[Problem requirements] Gather each line in the material below that contains the word "orange" and copy it out in full.

[Provided information]
━━━━━━━━━━━━━━━━━━━━━━━━━━━━━━

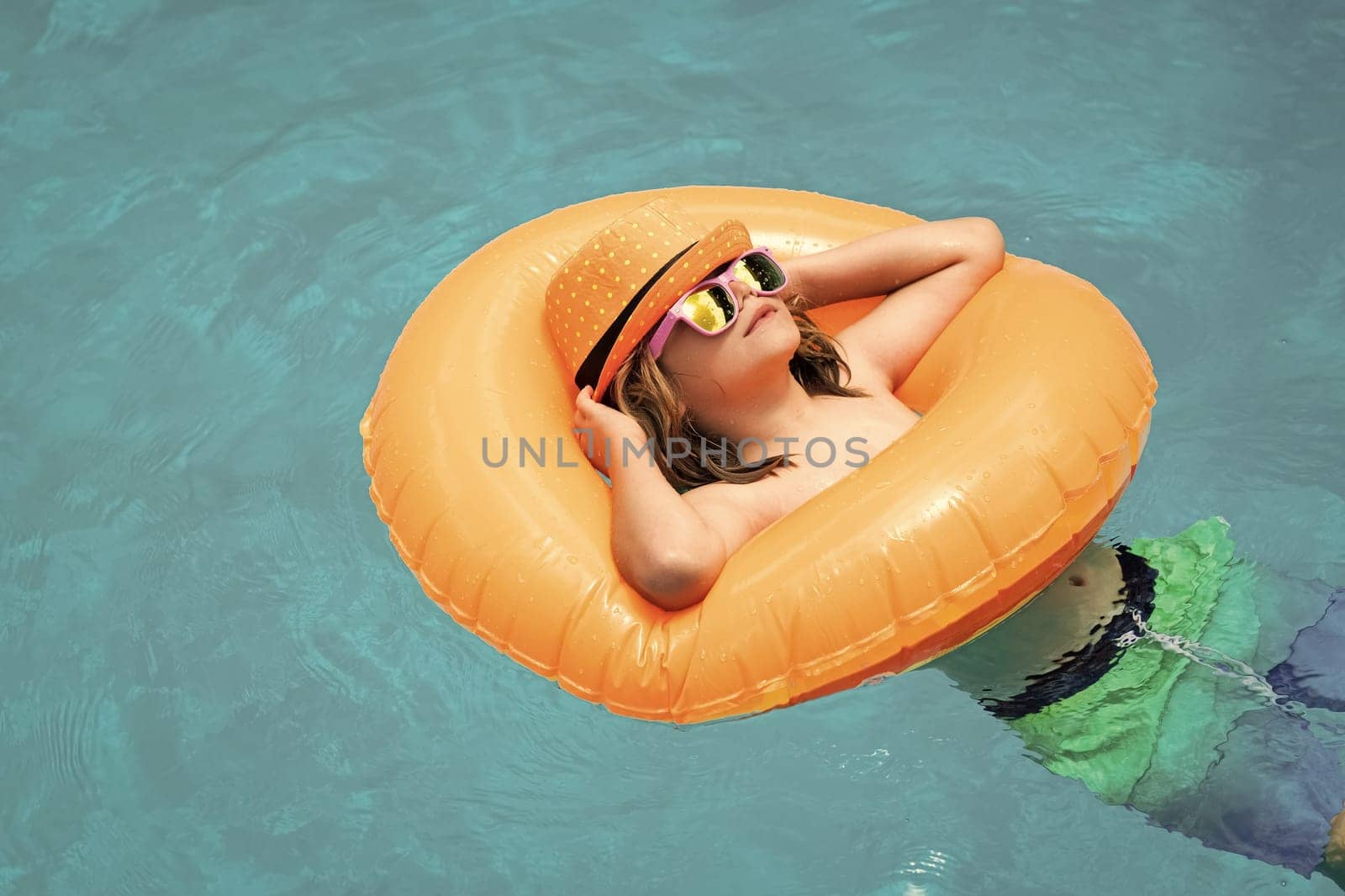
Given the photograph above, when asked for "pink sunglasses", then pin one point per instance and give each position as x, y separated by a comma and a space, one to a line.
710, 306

━━━━━━━━━━━━━━━━━━━━━━━━━━━━━━

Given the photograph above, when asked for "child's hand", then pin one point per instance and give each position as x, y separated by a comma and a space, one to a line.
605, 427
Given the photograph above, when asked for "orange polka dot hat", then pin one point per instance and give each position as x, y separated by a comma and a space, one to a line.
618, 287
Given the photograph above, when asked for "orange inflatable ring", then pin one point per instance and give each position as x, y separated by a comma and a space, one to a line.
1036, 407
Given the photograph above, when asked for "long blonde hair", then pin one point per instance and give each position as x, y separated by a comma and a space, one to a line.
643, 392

━━━━━━━━━━━━━━━━━━━━━━━━━━━━━━

[Full output]
Given the photograph above, when asked for "orange polka dot hat", then pin one point per instance and give each position as x, y separated by a comma and a space, one to a line.
Given the photograph above, when asked for "orange inflatable ring", then pin one point per instance and give each position as x, y separated by a comma and a space, one to a line.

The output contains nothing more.